→ Exercise passage
***

Could it be that the gut churning spectacle of footballers celebrating a goal in a squirm of thrashing bodies that would make a nest of sexed-up adders look tame is to blame? The spectacle of sportsman hugging and kissing or uttering threats to eat their opponents babies isn’t destined to bring a measured glow of accomplishment to the simple task of being the best on the day. If being the best is the only goal why has the pure sport of athletics now become the haven of muscle bound drug addicts - more wagons of drugs than chariots of fire? And why does the sport’s governing body, the IOC, rely on others to test for drugs and then complain that they haven’t the facilities to test every athlete. Surely the drugs curse would be illiminated if if was a fact that every athlete winning an event would be automatically drug tested? What would be the point of an athlete spending four years of drug enhanced build-up when he or she was aware that they could never win a medal? I guess it won’t be long before the analysists come up with a reason why the Olympic Team put up the best performance of any team from these shores for 80 years. And it won’t favour of the Brits.

Craig White stuck it to the legendary Brian Lara - first ball.

But none of this excuses the fact that the English find it hard to acknowledge a win, tested on the anvil of contemporary excellence, as their right. What is worse is that the denigration of ability seems to have now spread to the school environment. The breeding ground of the future in academia, commerce and sport. A few years ago British education was being pilloried for not being worthy of a first class nation. Now it is being claimed that educationalists have ‘dumbed-down’ examinations so that everyone can get a good result. Why can’t it just be that the kids are getting brighter and yesterday’s standards are no longer viable as a bench-mark?

So let’s forget the tedium of swamp-coverage of the Olympic Games in the media and revel in the gold medals we won rather than the mettle of the losers. Accept that when an English sportsman wins it is because he is better and not that the opposition is sub-standard. Most of all don’t let the cognoscenti spoil the glorious moment at the Oval when, after 31 years of humiliation, England beat the all-conquering West Indies.

***

→ Provided records
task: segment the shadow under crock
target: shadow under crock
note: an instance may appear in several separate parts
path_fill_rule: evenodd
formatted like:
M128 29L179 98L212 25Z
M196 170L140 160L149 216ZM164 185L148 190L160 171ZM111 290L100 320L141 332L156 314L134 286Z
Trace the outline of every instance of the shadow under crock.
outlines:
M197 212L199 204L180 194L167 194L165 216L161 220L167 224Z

***

List every span of time in years that the passage on English attitudes to sporting success mentions, noting what each one refers to.

→ Completed task
- Four years: the drug-enhanced build-up an athlete would spend knowing they could never win a medal.
- 80 years: the period in which the Olympic Team put up its best performance of any team "from these shores."
- 31 years: the "humiliation" before England beat the West Indies at the Oval.